Leave the pictures out and give every entry again exactly.

**** Data records

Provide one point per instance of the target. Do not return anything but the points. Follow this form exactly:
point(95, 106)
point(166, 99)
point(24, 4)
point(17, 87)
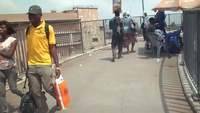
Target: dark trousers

********

Your solution:
Provide one point per instance of the target. Do not return anything but the points. Follow this form exactly:
point(95, 106)
point(166, 99)
point(24, 4)
point(17, 87)
Target: dark trousers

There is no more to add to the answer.